Source data Block Start

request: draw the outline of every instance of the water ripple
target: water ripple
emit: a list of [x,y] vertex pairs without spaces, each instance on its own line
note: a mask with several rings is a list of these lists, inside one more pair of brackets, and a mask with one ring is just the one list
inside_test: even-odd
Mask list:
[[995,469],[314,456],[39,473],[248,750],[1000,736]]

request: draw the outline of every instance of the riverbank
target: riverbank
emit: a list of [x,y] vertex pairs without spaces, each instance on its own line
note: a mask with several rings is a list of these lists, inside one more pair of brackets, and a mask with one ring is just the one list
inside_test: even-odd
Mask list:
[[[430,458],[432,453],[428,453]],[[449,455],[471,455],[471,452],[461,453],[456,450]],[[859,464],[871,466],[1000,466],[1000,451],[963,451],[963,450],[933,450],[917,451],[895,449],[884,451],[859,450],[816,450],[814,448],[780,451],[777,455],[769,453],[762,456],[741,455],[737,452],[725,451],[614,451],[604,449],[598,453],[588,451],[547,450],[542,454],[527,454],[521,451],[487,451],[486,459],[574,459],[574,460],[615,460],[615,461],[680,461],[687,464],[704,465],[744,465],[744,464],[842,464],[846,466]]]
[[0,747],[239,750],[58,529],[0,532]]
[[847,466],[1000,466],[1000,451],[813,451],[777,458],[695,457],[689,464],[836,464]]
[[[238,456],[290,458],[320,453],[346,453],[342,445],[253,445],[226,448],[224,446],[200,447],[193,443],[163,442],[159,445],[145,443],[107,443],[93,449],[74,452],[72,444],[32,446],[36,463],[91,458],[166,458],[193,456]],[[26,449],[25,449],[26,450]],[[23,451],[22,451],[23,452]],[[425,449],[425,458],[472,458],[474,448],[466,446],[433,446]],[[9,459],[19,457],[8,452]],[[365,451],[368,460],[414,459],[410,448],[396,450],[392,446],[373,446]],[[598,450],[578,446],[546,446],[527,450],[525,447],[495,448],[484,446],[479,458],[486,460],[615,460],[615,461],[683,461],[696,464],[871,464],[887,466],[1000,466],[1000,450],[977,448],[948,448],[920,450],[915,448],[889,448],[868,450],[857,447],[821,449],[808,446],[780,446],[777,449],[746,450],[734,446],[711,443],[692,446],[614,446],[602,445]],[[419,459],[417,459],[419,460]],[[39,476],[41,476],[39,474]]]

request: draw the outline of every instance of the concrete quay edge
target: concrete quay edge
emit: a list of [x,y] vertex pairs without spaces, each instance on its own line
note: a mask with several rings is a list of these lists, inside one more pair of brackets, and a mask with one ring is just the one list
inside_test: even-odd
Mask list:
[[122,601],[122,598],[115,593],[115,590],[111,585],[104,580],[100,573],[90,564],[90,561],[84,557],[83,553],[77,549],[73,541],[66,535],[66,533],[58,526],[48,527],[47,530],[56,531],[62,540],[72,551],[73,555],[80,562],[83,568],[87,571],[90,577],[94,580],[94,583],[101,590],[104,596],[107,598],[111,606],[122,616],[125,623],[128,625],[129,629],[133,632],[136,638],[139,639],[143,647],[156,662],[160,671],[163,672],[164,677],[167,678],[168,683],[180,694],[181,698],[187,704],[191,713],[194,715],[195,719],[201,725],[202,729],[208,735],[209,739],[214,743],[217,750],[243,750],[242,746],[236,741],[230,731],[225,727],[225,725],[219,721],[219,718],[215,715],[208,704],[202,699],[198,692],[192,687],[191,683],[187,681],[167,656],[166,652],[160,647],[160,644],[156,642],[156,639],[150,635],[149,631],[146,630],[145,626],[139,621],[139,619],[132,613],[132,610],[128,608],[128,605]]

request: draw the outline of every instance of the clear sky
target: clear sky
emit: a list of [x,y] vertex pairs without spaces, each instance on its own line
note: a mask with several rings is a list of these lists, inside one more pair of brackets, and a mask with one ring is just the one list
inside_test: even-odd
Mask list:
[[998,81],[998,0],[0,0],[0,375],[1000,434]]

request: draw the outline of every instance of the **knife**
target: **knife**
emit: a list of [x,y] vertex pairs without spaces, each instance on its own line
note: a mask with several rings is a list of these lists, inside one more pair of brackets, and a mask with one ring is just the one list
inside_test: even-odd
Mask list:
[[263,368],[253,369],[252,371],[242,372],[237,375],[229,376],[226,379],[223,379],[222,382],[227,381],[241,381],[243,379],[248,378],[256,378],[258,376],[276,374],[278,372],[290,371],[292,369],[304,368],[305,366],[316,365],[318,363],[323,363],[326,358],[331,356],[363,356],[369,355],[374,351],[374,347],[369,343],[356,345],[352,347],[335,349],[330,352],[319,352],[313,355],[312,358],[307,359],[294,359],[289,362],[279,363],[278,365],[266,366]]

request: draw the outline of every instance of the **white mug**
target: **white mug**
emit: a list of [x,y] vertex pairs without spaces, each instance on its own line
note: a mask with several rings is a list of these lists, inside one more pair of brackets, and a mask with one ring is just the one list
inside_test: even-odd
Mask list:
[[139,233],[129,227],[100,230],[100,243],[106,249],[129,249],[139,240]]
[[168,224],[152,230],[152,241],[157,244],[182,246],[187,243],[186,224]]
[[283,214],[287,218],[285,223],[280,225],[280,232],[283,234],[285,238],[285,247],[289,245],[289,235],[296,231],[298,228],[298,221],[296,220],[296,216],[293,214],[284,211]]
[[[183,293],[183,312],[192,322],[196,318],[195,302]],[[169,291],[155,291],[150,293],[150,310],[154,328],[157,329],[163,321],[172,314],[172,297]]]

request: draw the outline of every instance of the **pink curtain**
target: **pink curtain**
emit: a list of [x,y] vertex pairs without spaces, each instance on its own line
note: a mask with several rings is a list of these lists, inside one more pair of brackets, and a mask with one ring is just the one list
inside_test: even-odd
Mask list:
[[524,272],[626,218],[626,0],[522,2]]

Source data Block End

• [Problem requirements]
Look through the data above and report every line in which "riverbank" appears.

• [Exercise output]
request: draw the outline of every instance of the riverbank
target: riverbank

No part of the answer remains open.